__DATA FOR PROCESSING__.
○ ○ ○ ○

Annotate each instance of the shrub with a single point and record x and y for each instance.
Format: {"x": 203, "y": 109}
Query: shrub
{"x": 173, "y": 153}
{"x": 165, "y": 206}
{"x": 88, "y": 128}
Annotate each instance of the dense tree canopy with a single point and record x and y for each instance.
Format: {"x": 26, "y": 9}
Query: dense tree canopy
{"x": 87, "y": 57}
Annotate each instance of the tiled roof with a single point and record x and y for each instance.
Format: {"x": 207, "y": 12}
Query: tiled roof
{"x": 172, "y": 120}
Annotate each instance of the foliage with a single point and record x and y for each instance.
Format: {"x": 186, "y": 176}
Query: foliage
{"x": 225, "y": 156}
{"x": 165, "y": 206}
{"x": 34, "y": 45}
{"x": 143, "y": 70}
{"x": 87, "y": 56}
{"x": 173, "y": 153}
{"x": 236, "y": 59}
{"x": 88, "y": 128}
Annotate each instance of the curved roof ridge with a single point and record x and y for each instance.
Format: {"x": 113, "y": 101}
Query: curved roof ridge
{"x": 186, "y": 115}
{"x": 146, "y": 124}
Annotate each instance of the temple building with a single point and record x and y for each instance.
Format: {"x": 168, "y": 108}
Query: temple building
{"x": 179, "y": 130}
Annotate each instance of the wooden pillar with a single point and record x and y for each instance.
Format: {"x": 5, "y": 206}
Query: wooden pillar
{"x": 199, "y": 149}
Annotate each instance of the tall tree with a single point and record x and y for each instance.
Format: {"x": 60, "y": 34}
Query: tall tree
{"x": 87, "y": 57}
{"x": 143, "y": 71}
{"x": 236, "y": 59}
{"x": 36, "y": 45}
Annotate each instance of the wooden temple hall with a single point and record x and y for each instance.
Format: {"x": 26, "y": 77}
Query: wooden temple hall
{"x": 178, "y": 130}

○ ○ ○ ○

__ASSIGNMENT__.
Write the records out again. Each one must match exactly.

__EXERCISE RESPONSE__.
Annotate each instance of the shrub with a single point and record x and y for each instance.
Format: {"x": 203, "y": 109}
Query: shrub
{"x": 173, "y": 153}
{"x": 165, "y": 206}
{"x": 88, "y": 128}
Annotate each instance of the dense tree canopy with a single point and record x and y for each instance.
Format: {"x": 26, "y": 9}
Query: dense tree canopy
{"x": 87, "y": 57}
Annotate each instance of the tiled roof with a single point and record x and y for each instance.
Format: {"x": 207, "y": 12}
Query: tiled roof
{"x": 172, "y": 120}
Annotate each instance of the foliage with a single point and record x and y for each instance.
Format: {"x": 186, "y": 176}
Query: foliage
{"x": 225, "y": 156}
{"x": 165, "y": 206}
{"x": 34, "y": 45}
{"x": 143, "y": 70}
{"x": 87, "y": 56}
{"x": 173, "y": 153}
{"x": 236, "y": 59}
{"x": 88, "y": 128}
Annotate each instance of the curved roof ridge with a single point and record x and y for each instance.
Format: {"x": 113, "y": 101}
Query: curved roof ridge
{"x": 186, "y": 115}
{"x": 146, "y": 124}
Annotate each instance of the temple building with a single point and record x and y for each instance.
Format: {"x": 168, "y": 108}
Query: temple building
{"x": 179, "y": 130}
Annotate each instance of the wooden pillar with a single point and record x and y for each instance.
Format: {"x": 5, "y": 206}
Query: wooden pillar
{"x": 199, "y": 149}
Annotate each instance of the tall tree with a single point and record x and y for each instance.
Format: {"x": 60, "y": 34}
Query: tall tree
{"x": 87, "y": 57}
{"x": 143, "y": 71}
{"x": 236, "y": 59}
{"x": 36, "y": 45}
Annotate each instance of the wooden temple hall with a single point and record x and y for each instance.
Format: {"x": 26, "y": 77}
Query: wooden temple hall
{"x": 178, "y": 130}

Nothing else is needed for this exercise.